■ Source passage ■
In order to satisfy the increasing demands for the photocatalysts or gas sensors working under harsh and complicated conditions, many efforts have been made to improve the performance of SnO2 materials such as doping20,21,22,23, adding catalysts24,25,26 and constructing the heterojunctions27,28. Among these methods, doping has been proposed to be a facile efficient way to modulate their properties. In particular, the previous reports demonstrated that the morphologies and properties of SnO2 could be modified by Zn doping29,30,31,32. This could be attributed to the facile substitution of Sn ions by Zn ions due to the similar ion radius of Zn2+ and Sn4+ (Zn2+ 0.074 nm, Sn4+ 0.071 nm), which may produce more oxygen vacancies for charge compensation and further enhance the performance of SnO2. Thus, it is expected that Zn-doped SnO2 hierarchical nanostructures will provide excellent gas sensing and photocatalytic properties.

Here, the Zn-doped SnO2 hierarchical nanostructures were synthesized by one-step hydrothermal process, which are composed of a number of nanosheets with the thickness of about 30 nm. The as-prepared samples were applied to the glycol detection and the photocatalytic degradation of methyl orange (MO) under UV irradiation. The results indicated that Zn-doped SnO2 hierarchical nanostructures had better glycol gas response and photocatalytic activity than undoped SnO2 nanostructures.


Synthesis of undoped and Zn-doped SnO2 hierarchical nanostructures

All chemicals were of analytical grade regents and used without any further purification. A typical synthesis process was as follows: 6 mM of NH4F was dissolved in 50 ml of deionized water under vigorous magnetic stirring, followed by adding 2 mM of SnCl2·2H2O and 2 mM of ZnCl2 into the above solution with the assistance of ultrasonication. The mixed solution was then transferred into a 100 ml Teflon-lined stainless steel autoclave and kept at 180°C for 16 h in order to obtain the precipitates. Then, the autoclave cooled to room temperature naturally. The obtained products were collected and washed with deionized water and ethanol several times, respectively and then dried in air at 60°C for 12 h. Finally, the products were annealed at 600°C for 2 h, named as S2. The undoped SnO2 was obtained by the same process except the addition of ZnCl2, named as S1. The undoped SnO2 sample without calcination was named as S0.

Material Characterizations

The compositions and morphologies of the as-prepared samples were characterized by a field emission scanning electron microscope (FESEM, FEI QUANTA FEG250) equipped with an energy dispersive x-ray spectroscopy (EDS, INCA MAX-50) and a high-resolution transmission electron microscope (Tecnai G2 F20). The crystal structures of the samples were analyzed by X-ray diffraction (XRD, D8-Advance, Bruker) with Cu Kα radiation and Raman spectrometer (Renishaw inVia) in the range from 200 cm−1 to 1000 cm−1 at room temperature. The average pore size, pore volume and specific surface area of the samples were examined through measuring N2 adsorption-desorption isotherm with a Micromeritics ASAP2020 apparatus.

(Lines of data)
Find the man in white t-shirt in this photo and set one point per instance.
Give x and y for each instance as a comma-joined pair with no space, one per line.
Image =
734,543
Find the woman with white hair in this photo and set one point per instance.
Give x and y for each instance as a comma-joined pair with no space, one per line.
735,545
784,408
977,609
...
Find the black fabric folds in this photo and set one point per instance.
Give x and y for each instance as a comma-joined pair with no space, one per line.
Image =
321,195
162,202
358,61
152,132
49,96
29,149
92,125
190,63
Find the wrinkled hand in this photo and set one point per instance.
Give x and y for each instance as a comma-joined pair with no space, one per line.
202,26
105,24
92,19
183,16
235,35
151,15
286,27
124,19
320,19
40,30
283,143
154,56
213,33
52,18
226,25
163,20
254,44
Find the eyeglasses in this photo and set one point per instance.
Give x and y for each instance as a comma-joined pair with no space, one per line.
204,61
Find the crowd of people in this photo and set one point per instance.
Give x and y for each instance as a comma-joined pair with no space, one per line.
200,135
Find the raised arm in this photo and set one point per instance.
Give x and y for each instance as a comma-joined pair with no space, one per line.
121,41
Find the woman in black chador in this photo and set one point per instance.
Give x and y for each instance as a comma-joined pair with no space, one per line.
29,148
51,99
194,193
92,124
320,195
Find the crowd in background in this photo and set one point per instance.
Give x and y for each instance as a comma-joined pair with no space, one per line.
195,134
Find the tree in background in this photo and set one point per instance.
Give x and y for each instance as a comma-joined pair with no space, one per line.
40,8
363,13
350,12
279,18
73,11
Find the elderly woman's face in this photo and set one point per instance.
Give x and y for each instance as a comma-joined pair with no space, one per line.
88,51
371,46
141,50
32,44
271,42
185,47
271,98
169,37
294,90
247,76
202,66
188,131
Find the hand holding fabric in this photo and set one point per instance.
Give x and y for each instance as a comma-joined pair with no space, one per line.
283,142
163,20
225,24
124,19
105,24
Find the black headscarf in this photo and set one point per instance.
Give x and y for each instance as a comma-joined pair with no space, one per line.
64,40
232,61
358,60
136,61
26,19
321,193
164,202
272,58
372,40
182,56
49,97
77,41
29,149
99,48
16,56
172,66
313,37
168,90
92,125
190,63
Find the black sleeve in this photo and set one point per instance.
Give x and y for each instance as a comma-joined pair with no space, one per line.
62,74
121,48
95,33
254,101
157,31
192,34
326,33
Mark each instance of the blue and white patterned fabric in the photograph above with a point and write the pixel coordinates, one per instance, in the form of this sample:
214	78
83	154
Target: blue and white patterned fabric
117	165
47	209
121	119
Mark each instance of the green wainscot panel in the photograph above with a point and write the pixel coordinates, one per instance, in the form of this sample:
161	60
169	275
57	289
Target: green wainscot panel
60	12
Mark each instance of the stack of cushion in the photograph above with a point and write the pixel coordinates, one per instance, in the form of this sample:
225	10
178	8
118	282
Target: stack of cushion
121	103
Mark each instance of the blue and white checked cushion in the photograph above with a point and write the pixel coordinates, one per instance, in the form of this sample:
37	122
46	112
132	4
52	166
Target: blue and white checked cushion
--
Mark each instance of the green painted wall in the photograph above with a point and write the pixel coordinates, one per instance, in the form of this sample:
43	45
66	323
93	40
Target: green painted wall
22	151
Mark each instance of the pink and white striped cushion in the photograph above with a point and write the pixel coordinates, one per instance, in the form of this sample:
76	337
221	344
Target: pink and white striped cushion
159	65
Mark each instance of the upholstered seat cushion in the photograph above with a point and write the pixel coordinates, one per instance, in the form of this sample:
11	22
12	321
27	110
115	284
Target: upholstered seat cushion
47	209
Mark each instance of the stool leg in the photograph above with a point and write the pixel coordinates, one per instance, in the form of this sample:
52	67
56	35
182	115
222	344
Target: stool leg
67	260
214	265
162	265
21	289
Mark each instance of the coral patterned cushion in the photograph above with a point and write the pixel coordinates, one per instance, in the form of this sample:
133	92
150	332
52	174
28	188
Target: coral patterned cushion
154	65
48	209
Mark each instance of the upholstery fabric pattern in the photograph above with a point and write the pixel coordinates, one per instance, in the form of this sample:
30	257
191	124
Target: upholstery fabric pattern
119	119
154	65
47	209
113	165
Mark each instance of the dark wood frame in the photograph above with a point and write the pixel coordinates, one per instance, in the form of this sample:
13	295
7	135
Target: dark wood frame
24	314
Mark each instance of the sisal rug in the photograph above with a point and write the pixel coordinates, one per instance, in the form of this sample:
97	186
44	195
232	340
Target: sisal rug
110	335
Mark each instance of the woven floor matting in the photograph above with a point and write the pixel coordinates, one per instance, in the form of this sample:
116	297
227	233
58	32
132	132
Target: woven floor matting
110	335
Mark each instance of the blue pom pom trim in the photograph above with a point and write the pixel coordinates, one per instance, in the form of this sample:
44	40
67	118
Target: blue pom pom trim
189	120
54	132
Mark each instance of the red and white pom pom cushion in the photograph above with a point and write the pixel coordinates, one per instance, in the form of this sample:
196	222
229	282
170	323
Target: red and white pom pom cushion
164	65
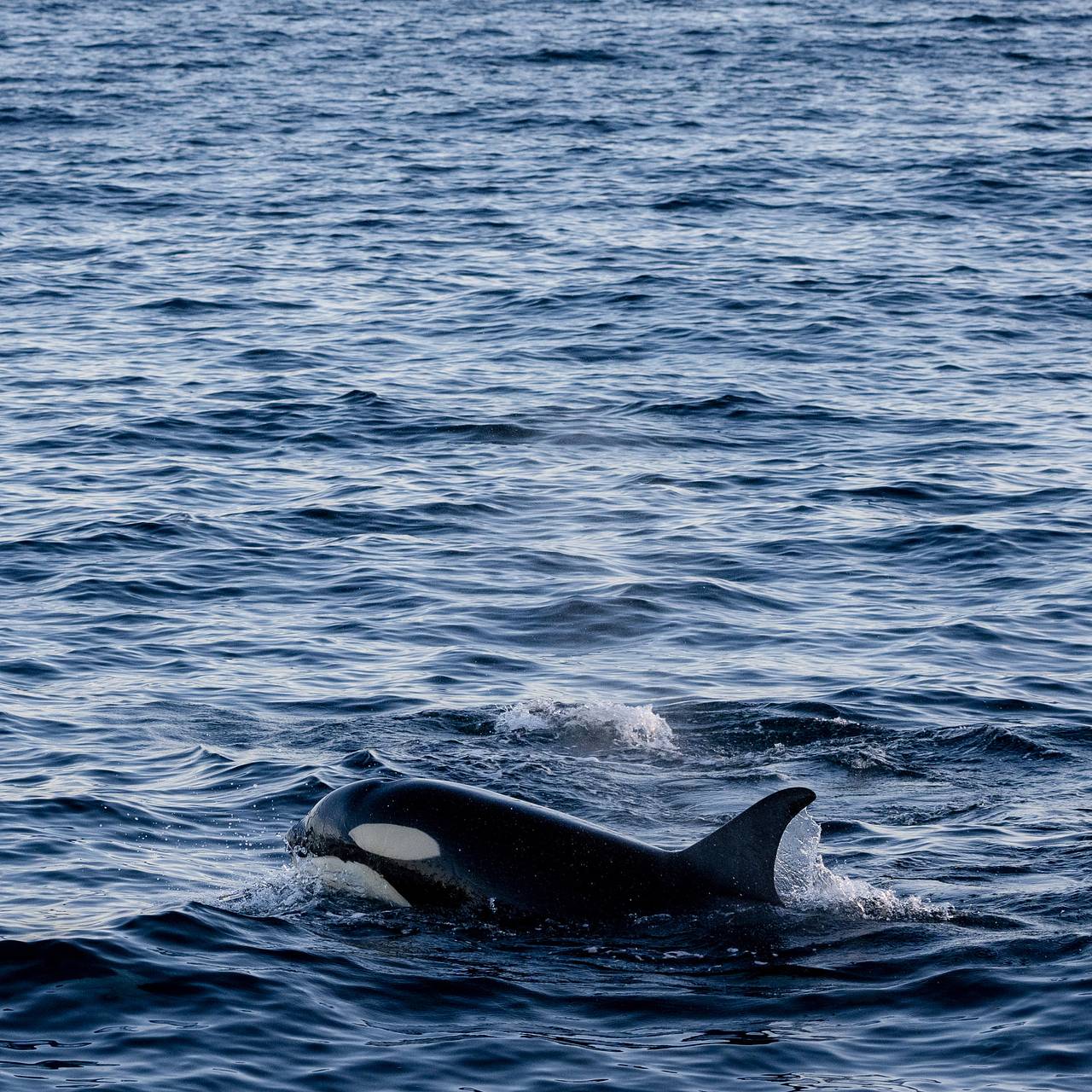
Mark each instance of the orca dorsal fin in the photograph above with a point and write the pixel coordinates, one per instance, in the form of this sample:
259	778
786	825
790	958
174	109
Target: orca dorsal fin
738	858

■ What to work on ■
**1.** Count the lines in the records that contain the string "upholstery", and reply with the number alone.
**2.** Carry on the passage about Zn-doped SnO2 hierarchical nanostructures, picking up right after its final sentence.

■ Task responses ■
**1.** 2

**2.**
Fabrication and Gas-Sensing measurements

Gas sensors were fabricated as follows: The as-prepared sample was mixed with the deionized water to form a paste and then it was coated onto an Al2O3 tube by a small brush to form a thick film between two parallel Au electrodes, which had been previously printed on the tube. A heater of Ni-Cr coil was inserted into the Al2O3 tube to keep the sensor at the operating temperature. The gas sensor properties were measured by a gas sensing test system (WS-30A, Weisheng Electronics, Zhengzhou, China) with a test voltage of 5 V under laboratory conditions (30% ± 10% RH, 23 ± 1°C). The devices were put into an airproof test box and tested by a static process in a test chamber. A given amount of the target gas was injected into the test chamber, when the response reached a constant value, the upper cover of the test chamber was removed and the sensor began to recover in air. The response of the sensor was defined as S = Ra/Rg for target gas, where Ra and Rg are the sensor resistance in air and in target gas, respectively.

Photocatalytic Measurements

The photocatalytic activity of the samples was investigated by measuring the degradation of methyl orange (MO) under UV light (generated by a 500 W high pressure mercury lamp). Typically, 30 mg of as-prepared sample was added to the aqueous solution of MO dye (50 ml, 20 mg/L) with stirring in the dark for 30 min to ensure the absorption/desorption equilibrium. Then, the suspension was exposed to UV light irradiation whilst stirring. At given irradiation time intervals, concentrations of MO were monitored with a TU-1901 UV-vis spectrophotometer by measuring the absorbance at 464 nm during the degradation process.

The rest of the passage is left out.